■ **Exercise**
Render the data from its first line through the line containing "209 343 L 193", inclusive, as a Markdown table with the columns No. and Text, one numbered row per line and no rows for blank lines.

>> START

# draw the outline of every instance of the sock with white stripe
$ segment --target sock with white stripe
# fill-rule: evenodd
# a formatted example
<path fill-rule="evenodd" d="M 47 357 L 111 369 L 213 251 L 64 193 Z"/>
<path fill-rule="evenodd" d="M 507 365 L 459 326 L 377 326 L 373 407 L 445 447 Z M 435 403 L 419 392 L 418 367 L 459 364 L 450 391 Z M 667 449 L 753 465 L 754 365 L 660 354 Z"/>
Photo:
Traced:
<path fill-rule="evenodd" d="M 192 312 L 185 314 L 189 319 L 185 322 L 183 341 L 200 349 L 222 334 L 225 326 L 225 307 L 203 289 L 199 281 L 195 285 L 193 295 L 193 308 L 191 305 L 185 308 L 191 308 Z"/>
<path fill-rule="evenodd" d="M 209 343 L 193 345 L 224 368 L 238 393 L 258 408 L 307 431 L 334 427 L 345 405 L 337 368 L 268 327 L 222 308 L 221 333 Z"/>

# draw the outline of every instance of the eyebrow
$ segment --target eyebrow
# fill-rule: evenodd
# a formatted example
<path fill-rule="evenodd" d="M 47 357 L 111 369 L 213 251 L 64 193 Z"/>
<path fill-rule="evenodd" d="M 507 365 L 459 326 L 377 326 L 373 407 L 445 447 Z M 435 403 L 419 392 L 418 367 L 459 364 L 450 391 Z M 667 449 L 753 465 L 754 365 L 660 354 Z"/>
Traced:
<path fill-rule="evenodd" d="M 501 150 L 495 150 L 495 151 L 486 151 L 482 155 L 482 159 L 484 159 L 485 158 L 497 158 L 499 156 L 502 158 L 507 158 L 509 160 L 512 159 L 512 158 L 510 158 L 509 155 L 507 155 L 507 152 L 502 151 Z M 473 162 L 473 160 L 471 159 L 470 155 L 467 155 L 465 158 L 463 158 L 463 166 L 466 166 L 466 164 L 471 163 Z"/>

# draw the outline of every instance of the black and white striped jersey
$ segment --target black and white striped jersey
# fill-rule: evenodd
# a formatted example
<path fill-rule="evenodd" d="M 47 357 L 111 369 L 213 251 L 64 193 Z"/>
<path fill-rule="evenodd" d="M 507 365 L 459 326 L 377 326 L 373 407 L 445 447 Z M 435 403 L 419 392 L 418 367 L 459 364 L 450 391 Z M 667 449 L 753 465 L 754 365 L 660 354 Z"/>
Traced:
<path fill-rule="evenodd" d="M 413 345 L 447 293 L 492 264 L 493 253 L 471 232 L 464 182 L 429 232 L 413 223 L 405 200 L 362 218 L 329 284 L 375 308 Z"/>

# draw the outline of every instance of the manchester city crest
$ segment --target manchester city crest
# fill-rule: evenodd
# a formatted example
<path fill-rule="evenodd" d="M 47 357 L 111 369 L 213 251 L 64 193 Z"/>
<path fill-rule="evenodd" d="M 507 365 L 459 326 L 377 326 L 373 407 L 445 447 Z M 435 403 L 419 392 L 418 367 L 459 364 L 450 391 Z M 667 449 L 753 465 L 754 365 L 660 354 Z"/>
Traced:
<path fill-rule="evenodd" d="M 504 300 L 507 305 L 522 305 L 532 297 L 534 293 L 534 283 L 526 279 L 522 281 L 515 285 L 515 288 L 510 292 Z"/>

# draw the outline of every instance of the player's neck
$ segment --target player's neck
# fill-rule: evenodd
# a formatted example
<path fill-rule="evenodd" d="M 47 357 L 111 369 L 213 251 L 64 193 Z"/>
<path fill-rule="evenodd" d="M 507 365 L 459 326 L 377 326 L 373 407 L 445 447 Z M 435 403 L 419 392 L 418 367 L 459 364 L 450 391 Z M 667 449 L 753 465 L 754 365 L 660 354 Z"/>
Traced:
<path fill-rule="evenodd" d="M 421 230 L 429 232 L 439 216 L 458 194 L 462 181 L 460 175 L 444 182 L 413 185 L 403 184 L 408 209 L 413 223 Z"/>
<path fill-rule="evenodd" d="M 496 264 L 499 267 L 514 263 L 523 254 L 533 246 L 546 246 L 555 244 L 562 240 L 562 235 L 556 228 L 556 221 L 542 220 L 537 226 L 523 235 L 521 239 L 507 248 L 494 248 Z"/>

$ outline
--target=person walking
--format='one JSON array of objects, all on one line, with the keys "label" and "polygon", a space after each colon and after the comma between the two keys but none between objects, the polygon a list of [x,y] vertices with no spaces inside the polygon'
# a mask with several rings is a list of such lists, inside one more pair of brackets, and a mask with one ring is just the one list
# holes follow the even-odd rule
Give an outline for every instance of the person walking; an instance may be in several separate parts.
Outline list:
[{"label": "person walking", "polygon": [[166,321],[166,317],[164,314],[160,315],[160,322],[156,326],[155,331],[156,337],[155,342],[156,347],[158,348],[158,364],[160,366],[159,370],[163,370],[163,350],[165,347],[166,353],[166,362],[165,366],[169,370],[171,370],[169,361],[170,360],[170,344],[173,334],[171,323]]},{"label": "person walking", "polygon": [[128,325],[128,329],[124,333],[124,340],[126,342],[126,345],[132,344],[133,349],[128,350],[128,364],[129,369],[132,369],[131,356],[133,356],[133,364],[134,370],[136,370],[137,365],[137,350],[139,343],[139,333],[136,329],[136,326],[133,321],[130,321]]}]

>> END

■ **Expected answer**
| No. | Text |
|---|---|
| 1 | # draw the outline of every instance of the sock with white stripe |
| 2 | $ segment --target sock with white stripe |
| 3 | # fill-rule: evenodd |
| 4 | # a formatted example |
| 5 | <path fill-rule="evenodd" d="M 47 357 L 111 369 L 213 251 L 64 193 Z"/> |
| 6 | <path fill-rule="evenodd" d="M 507 365 L 459 326 L 377 326 L 373 407 L 445 447 Z M 435 403 L 419 392 L 418 367 L 459 364 L 450 391 Z M 667 449 L 753 465 L 754 365 L 660 354 Z"/> |
| 7 | Photo: |
| 8 | Traced: |
| 9 | <path fill-rule="evenodd" d="M 192 312 L 185 314 L 189 319 L 185 322 L 183 341 L 200 349 L 222 334 L 225 326 L 225 307 L 203 289 L 199 281 L 195 285 L 193 295 L 193 308 L 191 305 L 185 308 L 191 308 Z"/> |
| 10 | <path fill-rule="evenodd" d="M 209 343 L 193 345 L 224 368 L 238 393 L 258 408 L 307 431 L 334 427 L 345 405 L 337 368 L 268 327 L 222 308 L 221 333 Z"/> |